▶ _Task goal_: Rewrite the records from the line that contains "As a warehouse robot's perception module, locate green" through the end of the records, inclusive, keeping the requests unchanged. Raise every bounding box coordinate in the answers by 72.

▶ _Records to use_:
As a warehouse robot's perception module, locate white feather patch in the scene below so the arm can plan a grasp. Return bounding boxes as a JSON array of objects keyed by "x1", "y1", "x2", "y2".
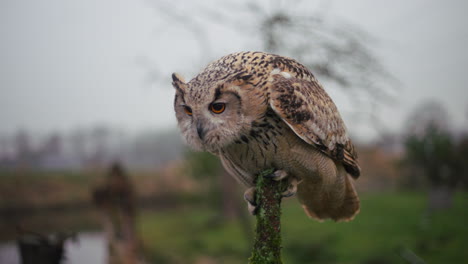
[
  {"x1": 270, "y1": 68, "x2": 281, "y2": 75},
  {"x1": 280, "y1": 72, "x2": 292, "y2": 79}
]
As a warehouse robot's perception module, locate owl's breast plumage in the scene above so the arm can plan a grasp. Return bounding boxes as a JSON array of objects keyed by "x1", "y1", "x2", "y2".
[{"x1": 218, "y1": 109, "x2": 318, "y2": 186}]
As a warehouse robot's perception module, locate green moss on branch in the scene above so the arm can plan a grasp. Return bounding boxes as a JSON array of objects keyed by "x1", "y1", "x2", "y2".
[{"x1": 249, "y1": 169, "x2": 285, "y2": 264}]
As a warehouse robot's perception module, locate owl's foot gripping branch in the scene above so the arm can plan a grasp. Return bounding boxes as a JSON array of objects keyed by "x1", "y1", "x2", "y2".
[{"x1": 249, "y1": 169, "x2": 289, "y2": 264}]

▶ _Solution for this task_:
As a warehouse robot's perception module, locate green moss on branch in the scene above so the arm can plan a grasp. Return bounding boxes as a JSON array of objects keyed by "x1", "y1", "x2", "y2".
[{"x1": 321, "y1": 241, "x2": 357, "y2": 336}]
As a warehouse robot's perception module, locate owl's foot gripping branch in the scene above so the arm can plan a grasp. Return bounding boxes as a JSON array of objects keyed by "x1", "y1", "x2", "y2".
[{"x1": 321, "y1": 241, "x2": 361, "y2": 336}]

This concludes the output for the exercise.